* **Exercise requirements**:
The lines to be set down run from the line containing "Label the double" through the final line of the data below; print them exactly and print nothing else.

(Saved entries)
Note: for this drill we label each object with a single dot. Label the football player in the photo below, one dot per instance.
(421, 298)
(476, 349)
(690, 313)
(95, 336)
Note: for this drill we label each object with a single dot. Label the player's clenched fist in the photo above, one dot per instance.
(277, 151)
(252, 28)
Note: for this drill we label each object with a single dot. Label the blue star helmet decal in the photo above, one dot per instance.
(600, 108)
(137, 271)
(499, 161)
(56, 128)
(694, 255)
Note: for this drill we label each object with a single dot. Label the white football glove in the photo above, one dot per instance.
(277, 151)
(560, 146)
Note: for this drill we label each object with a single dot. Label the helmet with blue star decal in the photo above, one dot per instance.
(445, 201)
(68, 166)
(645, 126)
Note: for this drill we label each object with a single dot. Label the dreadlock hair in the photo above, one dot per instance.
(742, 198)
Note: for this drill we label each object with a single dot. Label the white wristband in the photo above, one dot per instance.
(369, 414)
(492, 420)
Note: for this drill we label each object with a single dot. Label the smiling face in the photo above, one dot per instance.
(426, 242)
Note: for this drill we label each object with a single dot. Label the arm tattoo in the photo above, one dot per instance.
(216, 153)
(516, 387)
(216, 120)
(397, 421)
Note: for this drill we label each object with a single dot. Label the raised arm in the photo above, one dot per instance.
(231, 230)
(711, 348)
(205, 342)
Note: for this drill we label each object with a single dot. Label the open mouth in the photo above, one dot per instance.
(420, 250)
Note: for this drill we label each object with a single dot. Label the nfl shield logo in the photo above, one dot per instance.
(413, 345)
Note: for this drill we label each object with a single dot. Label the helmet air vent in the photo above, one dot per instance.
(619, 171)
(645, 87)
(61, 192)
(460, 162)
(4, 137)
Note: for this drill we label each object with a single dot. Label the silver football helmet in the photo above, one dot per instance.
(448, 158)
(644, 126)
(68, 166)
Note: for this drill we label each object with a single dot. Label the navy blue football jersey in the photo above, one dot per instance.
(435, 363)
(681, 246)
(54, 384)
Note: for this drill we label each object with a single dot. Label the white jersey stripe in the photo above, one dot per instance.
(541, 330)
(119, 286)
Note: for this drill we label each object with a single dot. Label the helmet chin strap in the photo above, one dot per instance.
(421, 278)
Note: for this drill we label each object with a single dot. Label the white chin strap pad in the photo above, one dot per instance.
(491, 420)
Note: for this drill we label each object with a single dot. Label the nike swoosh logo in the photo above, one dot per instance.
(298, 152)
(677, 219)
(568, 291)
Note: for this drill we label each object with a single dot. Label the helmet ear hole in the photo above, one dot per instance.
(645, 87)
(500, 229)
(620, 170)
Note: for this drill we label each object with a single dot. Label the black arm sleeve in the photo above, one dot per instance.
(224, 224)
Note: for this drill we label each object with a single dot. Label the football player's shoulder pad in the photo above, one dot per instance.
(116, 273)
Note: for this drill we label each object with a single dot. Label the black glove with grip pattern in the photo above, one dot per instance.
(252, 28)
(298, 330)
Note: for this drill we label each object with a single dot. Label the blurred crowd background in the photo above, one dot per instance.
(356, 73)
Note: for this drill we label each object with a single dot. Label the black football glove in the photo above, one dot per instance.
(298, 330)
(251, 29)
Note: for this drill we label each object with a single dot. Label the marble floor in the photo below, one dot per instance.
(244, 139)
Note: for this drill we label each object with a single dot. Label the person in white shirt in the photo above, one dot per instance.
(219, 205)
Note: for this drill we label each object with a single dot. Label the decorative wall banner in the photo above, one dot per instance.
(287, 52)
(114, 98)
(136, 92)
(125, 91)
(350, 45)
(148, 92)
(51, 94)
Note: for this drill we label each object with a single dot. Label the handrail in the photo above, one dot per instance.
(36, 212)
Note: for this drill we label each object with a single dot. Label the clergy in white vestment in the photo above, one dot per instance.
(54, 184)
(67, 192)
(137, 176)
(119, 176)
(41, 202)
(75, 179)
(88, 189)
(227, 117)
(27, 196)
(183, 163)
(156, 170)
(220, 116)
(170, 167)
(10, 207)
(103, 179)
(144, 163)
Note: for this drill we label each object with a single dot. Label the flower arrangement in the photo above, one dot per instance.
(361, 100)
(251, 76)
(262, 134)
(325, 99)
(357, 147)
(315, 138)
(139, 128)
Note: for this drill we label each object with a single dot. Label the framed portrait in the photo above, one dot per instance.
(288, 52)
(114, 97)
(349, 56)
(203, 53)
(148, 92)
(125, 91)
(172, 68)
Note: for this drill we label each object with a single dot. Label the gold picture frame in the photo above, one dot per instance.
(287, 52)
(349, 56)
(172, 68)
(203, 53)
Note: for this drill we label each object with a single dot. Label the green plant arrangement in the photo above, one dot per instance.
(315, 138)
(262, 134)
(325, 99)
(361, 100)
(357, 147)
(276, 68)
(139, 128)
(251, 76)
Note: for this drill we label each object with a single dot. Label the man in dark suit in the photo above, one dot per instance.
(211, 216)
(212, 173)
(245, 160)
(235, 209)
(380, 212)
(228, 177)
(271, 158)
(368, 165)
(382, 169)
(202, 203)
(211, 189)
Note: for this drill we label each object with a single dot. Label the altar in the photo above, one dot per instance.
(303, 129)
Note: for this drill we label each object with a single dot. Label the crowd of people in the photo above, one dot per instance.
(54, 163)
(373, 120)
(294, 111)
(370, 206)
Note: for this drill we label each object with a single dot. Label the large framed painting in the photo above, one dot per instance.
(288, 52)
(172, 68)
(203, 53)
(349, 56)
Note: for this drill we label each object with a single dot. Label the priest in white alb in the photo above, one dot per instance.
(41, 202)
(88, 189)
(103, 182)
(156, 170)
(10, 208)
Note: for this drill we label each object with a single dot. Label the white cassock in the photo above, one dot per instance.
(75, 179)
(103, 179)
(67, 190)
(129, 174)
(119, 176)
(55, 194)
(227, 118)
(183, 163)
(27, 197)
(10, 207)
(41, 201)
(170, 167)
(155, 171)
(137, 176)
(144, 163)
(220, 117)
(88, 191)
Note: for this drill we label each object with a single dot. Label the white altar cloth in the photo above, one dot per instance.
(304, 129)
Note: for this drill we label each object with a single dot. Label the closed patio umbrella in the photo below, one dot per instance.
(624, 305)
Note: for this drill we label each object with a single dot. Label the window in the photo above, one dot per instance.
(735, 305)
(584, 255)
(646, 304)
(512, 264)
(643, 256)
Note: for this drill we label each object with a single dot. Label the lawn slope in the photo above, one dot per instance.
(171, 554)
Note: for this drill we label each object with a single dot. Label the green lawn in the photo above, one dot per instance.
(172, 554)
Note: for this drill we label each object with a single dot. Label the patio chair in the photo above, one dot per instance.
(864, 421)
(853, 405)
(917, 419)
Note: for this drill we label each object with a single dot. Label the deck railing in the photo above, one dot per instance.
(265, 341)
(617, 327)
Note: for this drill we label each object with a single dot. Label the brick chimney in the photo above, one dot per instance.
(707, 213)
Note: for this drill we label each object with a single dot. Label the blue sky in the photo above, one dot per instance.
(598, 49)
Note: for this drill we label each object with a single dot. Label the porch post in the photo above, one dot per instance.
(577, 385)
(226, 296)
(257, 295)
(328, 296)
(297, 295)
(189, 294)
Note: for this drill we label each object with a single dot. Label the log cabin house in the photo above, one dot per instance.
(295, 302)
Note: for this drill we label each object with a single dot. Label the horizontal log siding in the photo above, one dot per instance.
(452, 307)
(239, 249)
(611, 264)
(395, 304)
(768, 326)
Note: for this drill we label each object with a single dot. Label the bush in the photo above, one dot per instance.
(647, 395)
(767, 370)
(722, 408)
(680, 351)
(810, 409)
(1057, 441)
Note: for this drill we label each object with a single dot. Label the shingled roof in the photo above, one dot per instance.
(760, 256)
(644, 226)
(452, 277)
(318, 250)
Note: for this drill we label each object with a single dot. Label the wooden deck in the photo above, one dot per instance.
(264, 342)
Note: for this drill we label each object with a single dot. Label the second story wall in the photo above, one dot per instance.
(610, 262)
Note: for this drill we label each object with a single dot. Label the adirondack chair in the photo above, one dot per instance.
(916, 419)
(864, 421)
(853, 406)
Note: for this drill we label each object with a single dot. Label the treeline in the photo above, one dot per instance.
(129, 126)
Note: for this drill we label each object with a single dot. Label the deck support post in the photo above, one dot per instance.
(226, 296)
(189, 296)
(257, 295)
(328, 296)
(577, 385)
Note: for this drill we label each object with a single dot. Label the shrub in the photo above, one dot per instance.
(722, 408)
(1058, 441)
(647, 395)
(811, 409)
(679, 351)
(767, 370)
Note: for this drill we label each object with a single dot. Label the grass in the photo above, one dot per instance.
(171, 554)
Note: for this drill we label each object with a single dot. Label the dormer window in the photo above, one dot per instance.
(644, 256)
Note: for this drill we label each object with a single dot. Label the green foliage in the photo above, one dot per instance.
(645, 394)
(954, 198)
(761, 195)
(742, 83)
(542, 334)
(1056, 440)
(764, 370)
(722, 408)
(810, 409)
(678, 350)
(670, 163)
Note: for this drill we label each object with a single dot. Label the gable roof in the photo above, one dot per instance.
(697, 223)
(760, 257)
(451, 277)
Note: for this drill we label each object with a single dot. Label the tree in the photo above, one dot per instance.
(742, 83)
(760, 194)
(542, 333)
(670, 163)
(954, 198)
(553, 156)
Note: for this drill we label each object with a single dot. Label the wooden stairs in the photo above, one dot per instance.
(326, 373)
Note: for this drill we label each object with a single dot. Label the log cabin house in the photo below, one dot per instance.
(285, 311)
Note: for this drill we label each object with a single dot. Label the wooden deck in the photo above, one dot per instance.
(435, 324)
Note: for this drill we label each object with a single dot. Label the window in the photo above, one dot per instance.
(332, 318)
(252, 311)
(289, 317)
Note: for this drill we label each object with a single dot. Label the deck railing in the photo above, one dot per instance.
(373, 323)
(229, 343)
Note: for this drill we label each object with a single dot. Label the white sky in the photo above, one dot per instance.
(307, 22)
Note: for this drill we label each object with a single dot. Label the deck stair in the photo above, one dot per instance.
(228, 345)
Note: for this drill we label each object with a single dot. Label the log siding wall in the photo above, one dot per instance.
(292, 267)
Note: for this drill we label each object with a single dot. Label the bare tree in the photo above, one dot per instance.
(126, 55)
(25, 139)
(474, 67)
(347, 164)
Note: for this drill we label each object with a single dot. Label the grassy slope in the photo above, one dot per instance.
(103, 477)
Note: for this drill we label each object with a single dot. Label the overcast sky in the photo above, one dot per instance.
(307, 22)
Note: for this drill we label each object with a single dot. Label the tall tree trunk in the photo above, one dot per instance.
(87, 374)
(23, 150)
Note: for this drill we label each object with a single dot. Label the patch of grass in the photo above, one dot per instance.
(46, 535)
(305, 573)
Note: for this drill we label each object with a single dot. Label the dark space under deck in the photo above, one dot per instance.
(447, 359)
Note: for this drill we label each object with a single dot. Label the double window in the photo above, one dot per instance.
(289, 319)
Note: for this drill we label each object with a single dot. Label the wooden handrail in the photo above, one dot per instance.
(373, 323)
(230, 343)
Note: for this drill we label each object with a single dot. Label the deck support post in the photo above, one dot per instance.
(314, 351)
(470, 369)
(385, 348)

* **Your response**:
Note: for this drill we label each object with a single dot. Label the double window in the photo above, one dot per instance.
(289, 319)
Note: for this drill we label each object with a single dot. Label the wooden handrail in the photo above, one dot per instance.
(373, 323)
(230, 343)
Note: for this drill we label each object with a single dot. Label the deck support post in the photo above, one dot per instance.
(314, 351)
(470, 369)
(385, 348)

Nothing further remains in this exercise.